▶ **Selected text**

%%

As energy bills soar, Japanese test fuel of future
As world oil prices skyrocket, thousands of households in energy-poor Japan are taking part in an ambitious experiment to use fuel cells to light and heat their homes.
Since the prime minister's official residence became the first house in the world to be equipped with a domestic fuel cell in 2005, about 3,000 households have signed up to have the grey boxes installed outside their homes.
The project aims to thrust Japan to the forefront of a "hydrogen society" that has kicked its addiction to fossil fuels and produces affordable energy while spewing out far less of the greenhouse gas that is blamed for global warming.
The government-sponsored fuel cell scheme involves a clutch of Japanese energy and technology heavyweights including Nippon Oil, Tokyo Gas, Sanyo Electric, Toshiba, Matsushita Electric Industrial, Mitsubishi Heavy Industries and Toyota Motor.
The government estimates there could be demand for 550,000 domestic fuel cells a year in Japan within a few years. There are 48 million households in Japan, of which 25 million live in individual houses.
For now, however, the system is expensive at about two million yen, or some 19,000 dollars, excluding installation. Research is underway to make the machines as economical as possible thanks to less expensive sources of hydrogen.
Thanks to reductions in the cost of components, the companies involved in the project hope to reduce the price of the equipment to one million yen as soon as possible to boost demand, and to cut it further to 500,000 yen in 2015.

%%

▶ **Information shown**
%%

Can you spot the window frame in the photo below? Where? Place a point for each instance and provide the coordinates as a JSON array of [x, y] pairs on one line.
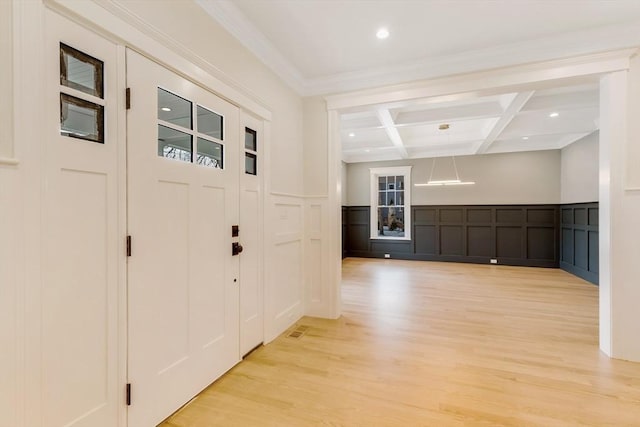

%%

▶ **What to work on**
Name every company that the article on Japanese home fuel cells lists as part of the government-sponsored scheme.

▶ **Result of this task**
Nippon Oil, Tokyo Gas, Sanyo Electric, Toshiba, Matsushita Electric Industrial, Mitsubishi Heavy Industries, Toyota Motor